— begin —

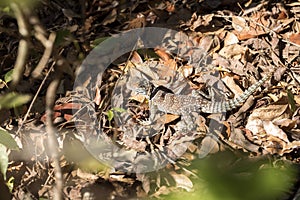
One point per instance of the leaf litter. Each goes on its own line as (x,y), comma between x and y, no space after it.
(243,46)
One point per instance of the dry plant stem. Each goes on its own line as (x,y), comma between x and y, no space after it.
(34,98)
(48,44)
(23,46)
(52,141)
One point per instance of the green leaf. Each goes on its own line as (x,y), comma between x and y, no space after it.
(10,183)
(97,41)
(61,36)
(8,76)
(7,140)
(12,100)
(110,115)
(3,160)
(120,110)
(291,100)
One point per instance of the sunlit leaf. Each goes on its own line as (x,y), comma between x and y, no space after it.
(7,140)
(12,100)
(120,110)
(110,115)
(10,183)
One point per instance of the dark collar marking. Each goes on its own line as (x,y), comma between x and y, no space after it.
(160,88)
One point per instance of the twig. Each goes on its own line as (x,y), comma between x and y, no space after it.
(23,46)
(33,100)
(52,141)
(46,56)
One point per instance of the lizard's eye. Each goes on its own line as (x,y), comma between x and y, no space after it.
(143,88)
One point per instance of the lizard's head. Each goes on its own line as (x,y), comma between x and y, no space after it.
(145,88)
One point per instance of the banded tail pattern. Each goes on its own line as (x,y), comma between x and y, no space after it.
(227,105)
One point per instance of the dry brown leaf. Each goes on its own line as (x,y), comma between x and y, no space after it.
(230,39)
(235,51)
(169,118)
(230,83)
(110,18)
(259,23)
(272,129)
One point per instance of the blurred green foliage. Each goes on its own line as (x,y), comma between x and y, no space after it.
(27,3)
(227,176)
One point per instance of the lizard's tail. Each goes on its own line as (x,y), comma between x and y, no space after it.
(236,102)
(227,105)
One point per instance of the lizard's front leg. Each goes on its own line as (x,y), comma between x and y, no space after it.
(188,121)
(152,112)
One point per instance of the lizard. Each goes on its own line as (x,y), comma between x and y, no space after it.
(163,99)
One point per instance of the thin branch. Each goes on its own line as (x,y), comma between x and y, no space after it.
(46,56)
(52,140)
(23,46)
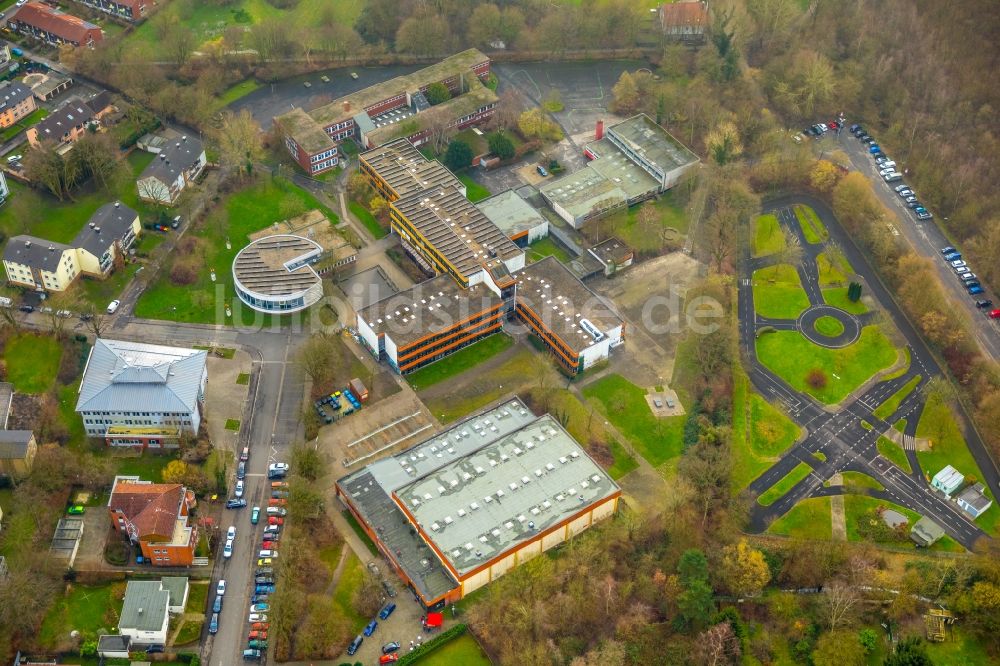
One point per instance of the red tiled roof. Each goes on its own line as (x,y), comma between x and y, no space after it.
(66,26)
(151,507)
(687,13)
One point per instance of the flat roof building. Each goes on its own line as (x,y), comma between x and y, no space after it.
(397,169)
(275,273)
(459,510)
(636,159)
(390,110)
(515,217)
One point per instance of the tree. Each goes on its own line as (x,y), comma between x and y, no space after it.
(437,93)
(839,648)
(535,124)
(501,146)
(744,570)
(240,142)
(458,156)
(909,652)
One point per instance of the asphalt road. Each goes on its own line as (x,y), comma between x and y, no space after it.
(838,434)
(926,239)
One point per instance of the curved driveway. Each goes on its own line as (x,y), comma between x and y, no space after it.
(837,432)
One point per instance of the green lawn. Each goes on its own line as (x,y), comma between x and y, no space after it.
(837,297)
(948,447)
(791,356)
(259,204)
(625,225)
(83,608)
(624,463)
(775,492)
(473,190)
(624,405)
(463,650)
(32,362)
(886,409)
(761,433)
(23,124)
(208,21)
(812,227)
(767,236)
(459,362)
(351,577)
(547,247)
(778,293)
(367,219)
(829,326)
(809,519)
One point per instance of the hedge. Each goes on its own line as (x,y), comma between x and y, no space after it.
(433,644)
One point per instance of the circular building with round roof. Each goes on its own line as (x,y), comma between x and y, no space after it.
(274,273)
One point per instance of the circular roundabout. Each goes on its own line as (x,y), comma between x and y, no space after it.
(827,326)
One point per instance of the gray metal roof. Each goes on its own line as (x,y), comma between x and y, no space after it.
(145,606)
(175,158)
(133,377)
(109,223)
(35,252)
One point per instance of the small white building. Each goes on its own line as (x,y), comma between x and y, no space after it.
(177,165)
(133,389)
(147,608)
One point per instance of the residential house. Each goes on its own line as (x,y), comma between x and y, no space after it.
(44,265)
(147,608)
(142,396)
(130,10)
(155,517)
(17,452)
(684,21)
(974,500)
(55,27)
(948,480)
(16,102)
(176,166)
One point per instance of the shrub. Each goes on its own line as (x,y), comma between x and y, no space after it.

— end —

Short problem ->
Return, unchanged, every line from the one containing "One point per instance of the residential" through the last line of the entries, both included.

Answer to the exercise ->
One point per instance of the residential house. Each goes on its own line as (x,y), comma between x and y, no space after it.
(44,265)
(147,608)
(142,396)
(130,10)
(155,517)
(17,452)
(684,21)
(974,500)
(55,27)
(948,480)
(16,102)
(176,166)
One point per instance of the shrub. Each goes on its own line as (x,y), comma between x and y, no space after it.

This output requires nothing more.